Stored data entries:
◇ ◇ ◇ ◇ ◇ ◇ ◇

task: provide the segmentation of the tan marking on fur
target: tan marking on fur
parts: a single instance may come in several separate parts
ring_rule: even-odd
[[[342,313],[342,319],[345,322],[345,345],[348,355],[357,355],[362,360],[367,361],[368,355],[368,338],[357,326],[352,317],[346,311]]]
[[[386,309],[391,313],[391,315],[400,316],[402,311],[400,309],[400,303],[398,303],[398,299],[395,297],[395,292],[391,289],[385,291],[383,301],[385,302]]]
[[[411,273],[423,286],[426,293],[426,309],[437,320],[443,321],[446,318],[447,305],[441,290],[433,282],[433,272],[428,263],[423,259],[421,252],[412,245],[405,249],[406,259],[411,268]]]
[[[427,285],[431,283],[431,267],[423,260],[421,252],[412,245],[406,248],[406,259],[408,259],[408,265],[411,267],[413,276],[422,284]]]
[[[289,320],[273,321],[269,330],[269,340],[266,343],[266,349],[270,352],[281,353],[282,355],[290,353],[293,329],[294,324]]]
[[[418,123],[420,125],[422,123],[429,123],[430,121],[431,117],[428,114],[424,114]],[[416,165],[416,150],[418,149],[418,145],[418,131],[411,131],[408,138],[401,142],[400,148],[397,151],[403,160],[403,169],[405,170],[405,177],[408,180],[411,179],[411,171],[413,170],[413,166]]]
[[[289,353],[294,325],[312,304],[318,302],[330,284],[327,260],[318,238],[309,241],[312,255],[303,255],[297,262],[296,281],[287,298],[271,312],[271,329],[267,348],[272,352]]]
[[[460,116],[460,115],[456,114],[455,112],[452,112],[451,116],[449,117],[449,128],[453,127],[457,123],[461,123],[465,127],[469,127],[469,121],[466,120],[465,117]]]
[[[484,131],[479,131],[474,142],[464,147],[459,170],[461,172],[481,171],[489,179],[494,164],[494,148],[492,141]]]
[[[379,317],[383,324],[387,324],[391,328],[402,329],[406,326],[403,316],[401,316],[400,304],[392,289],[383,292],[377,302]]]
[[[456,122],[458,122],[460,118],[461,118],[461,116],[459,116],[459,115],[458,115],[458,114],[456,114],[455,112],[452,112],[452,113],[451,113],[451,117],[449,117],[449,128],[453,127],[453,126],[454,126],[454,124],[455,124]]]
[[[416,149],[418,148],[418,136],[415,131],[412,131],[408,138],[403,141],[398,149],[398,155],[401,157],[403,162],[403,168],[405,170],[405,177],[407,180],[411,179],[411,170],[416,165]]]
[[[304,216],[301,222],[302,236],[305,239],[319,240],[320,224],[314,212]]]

◇ ◇ ◇ ◇ ◇ ◇ ◇

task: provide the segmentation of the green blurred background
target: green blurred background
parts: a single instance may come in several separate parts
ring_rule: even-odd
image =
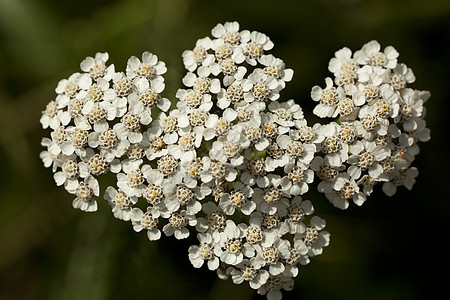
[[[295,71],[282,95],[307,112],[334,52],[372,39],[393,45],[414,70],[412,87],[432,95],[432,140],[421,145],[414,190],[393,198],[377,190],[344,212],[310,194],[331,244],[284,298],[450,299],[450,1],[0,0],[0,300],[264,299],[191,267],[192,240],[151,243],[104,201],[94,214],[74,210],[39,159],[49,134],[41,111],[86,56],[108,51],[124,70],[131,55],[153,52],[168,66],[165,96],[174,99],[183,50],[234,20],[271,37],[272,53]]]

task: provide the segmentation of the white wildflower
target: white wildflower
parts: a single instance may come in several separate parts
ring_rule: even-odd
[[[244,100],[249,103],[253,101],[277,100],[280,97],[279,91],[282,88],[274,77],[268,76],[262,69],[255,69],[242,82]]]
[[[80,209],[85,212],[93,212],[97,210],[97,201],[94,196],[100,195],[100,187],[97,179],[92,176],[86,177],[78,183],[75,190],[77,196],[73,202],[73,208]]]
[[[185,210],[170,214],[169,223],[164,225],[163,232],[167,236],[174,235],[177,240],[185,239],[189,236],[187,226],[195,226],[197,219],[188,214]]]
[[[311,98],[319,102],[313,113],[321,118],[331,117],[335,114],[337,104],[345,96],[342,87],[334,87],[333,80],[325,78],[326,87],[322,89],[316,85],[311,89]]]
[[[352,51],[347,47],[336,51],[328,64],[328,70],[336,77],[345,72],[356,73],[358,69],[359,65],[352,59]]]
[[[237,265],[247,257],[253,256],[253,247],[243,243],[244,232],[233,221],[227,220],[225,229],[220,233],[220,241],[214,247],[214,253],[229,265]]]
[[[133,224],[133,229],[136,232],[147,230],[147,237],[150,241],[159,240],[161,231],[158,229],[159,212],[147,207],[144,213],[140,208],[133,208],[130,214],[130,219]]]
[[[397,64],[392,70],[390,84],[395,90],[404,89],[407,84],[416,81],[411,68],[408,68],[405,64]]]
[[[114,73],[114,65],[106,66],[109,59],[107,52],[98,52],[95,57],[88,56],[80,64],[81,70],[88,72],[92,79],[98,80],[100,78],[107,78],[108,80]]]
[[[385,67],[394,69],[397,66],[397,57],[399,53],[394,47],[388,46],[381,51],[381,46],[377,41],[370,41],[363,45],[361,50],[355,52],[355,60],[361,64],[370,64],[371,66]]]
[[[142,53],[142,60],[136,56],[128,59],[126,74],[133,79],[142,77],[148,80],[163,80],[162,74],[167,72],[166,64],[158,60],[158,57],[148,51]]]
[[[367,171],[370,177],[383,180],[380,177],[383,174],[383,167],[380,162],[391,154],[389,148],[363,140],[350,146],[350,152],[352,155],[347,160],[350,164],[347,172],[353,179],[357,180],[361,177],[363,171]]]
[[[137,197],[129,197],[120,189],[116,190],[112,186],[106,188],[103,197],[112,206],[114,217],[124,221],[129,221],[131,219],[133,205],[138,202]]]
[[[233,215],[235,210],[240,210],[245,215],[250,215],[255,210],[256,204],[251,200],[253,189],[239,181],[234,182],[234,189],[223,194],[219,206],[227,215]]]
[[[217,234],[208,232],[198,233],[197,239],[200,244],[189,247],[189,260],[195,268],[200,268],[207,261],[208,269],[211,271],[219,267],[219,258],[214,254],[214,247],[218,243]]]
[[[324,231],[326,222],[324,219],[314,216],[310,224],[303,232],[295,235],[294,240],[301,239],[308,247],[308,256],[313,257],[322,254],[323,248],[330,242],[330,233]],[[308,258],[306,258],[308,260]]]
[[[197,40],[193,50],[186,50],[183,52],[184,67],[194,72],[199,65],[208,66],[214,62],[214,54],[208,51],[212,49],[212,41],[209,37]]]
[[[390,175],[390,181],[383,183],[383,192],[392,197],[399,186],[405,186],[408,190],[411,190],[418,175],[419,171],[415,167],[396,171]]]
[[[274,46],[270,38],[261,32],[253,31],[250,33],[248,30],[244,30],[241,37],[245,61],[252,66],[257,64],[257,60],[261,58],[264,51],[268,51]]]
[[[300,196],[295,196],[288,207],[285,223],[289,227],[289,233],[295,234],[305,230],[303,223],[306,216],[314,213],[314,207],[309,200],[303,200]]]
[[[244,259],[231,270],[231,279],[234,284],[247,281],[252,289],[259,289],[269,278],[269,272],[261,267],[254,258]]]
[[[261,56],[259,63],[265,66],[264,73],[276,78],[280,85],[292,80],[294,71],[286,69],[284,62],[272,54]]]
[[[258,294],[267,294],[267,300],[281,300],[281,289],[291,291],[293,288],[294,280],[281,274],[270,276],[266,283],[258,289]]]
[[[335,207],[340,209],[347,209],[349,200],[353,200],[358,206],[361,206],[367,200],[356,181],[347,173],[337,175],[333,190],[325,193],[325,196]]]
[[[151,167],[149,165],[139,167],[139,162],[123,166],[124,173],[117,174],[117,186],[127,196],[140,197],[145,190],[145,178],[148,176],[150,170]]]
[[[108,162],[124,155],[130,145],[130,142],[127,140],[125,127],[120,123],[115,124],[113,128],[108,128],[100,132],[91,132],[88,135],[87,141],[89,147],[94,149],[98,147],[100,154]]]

◇ ◇ ◇ ◇ ◇ ◇ ◇

## [What is required]
The answer must consist of every line from the entries above that contains the string "marking".

## [Completed exercise]
task: provide the segmentation of the tan marking on fur
target: tan marking on fur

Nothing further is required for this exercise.